▶ **EXERCISE AIM**
Where a line of the material includes the string "rear", copy that line.

Segment Start: DATA EXTRACTS

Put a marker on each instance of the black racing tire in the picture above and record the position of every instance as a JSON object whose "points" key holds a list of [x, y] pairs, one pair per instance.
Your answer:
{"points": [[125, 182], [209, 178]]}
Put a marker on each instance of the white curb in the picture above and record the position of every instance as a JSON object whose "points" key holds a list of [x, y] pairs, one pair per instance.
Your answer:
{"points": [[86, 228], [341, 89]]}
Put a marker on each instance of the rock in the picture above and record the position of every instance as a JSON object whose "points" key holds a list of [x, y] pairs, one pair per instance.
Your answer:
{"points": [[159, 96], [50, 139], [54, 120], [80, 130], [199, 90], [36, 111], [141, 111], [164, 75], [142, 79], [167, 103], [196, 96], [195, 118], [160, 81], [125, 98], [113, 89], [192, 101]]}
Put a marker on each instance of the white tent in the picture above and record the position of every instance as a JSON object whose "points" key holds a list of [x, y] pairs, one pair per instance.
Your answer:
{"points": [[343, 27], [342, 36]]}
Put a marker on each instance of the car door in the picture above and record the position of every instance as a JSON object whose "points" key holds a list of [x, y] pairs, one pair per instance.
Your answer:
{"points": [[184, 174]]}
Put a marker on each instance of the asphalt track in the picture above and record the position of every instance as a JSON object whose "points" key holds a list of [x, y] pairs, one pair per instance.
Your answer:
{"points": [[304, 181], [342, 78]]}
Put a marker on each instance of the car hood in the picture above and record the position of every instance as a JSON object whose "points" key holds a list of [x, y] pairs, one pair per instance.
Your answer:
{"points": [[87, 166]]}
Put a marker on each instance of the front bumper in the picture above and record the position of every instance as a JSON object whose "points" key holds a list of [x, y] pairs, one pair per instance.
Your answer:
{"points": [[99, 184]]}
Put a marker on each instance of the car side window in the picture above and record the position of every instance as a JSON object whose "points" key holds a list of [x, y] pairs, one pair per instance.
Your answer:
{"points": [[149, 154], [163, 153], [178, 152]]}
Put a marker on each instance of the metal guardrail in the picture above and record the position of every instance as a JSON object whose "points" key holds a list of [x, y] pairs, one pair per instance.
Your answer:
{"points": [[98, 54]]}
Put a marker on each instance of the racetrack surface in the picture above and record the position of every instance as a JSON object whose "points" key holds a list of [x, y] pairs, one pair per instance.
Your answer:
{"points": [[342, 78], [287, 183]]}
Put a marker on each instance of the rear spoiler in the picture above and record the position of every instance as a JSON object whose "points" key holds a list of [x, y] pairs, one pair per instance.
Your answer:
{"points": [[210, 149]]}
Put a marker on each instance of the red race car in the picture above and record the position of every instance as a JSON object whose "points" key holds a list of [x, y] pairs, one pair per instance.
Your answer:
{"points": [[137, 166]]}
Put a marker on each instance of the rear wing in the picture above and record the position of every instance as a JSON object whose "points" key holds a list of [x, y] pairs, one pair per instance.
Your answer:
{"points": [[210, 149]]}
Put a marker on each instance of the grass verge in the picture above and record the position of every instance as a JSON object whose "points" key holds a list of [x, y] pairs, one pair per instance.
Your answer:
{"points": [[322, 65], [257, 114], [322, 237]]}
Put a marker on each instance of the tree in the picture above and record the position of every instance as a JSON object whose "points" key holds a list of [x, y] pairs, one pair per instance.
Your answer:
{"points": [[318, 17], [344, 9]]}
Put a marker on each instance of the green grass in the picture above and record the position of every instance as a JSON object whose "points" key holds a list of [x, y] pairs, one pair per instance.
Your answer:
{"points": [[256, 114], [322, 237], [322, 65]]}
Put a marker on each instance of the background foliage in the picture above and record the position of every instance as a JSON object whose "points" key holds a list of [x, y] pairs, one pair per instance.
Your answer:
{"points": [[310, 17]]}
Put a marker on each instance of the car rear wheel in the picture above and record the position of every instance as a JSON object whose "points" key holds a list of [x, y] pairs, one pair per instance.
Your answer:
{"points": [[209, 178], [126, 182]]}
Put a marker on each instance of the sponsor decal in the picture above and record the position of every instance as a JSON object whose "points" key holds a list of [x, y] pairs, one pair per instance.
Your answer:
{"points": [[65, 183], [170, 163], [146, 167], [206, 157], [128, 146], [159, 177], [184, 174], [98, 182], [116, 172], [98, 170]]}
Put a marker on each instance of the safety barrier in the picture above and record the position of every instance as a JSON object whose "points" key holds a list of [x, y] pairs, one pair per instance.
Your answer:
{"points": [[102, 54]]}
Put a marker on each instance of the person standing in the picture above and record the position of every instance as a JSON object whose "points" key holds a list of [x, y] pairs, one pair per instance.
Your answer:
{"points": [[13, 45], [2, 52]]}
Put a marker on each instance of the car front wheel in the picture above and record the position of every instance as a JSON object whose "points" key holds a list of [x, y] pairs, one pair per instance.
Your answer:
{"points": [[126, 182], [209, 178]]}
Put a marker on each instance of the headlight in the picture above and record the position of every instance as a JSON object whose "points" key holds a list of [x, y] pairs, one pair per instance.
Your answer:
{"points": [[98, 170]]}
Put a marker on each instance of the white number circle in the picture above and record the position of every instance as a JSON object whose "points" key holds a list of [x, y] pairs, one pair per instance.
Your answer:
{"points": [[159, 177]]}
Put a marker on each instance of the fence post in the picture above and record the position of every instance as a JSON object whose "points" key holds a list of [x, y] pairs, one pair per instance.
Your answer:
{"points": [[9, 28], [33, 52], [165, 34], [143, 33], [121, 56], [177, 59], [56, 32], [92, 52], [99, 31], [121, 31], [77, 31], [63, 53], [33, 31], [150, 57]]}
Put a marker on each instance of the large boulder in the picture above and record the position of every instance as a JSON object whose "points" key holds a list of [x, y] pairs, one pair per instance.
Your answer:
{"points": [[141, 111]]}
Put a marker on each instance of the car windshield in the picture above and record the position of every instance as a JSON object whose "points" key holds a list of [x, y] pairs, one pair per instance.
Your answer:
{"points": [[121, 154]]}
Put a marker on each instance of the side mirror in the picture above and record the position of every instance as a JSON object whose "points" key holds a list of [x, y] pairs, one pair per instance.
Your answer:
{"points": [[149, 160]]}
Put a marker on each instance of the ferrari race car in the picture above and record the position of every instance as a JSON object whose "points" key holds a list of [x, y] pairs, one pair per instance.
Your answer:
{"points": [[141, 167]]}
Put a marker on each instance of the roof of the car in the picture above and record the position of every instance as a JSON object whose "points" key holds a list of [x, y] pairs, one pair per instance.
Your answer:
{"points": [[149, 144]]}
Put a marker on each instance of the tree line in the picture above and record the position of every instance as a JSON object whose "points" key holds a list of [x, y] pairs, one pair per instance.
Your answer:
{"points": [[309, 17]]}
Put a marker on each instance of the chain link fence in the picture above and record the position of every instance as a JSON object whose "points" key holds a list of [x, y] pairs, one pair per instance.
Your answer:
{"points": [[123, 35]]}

Segment End: DATA EXTRACTS

▶ **RESPONSE**
Put a marker on each instance of the rear spoiler in the picture above and record the position of every instance as a JSON object whose "points" key holds a list of [x, y] pairs, one pair per instance.
Put a marker on each instance of the rear wing in the picture above and record the position of every instance as a JSON object whose "points" key holds a list of [x, y] pairs, one pair per instance.
Put a marker on each instance of the car rear wheel in the picture above and record the position of every instance as a JSON object whose "points" key holds a list of [x, y] pairs, one pair per instance.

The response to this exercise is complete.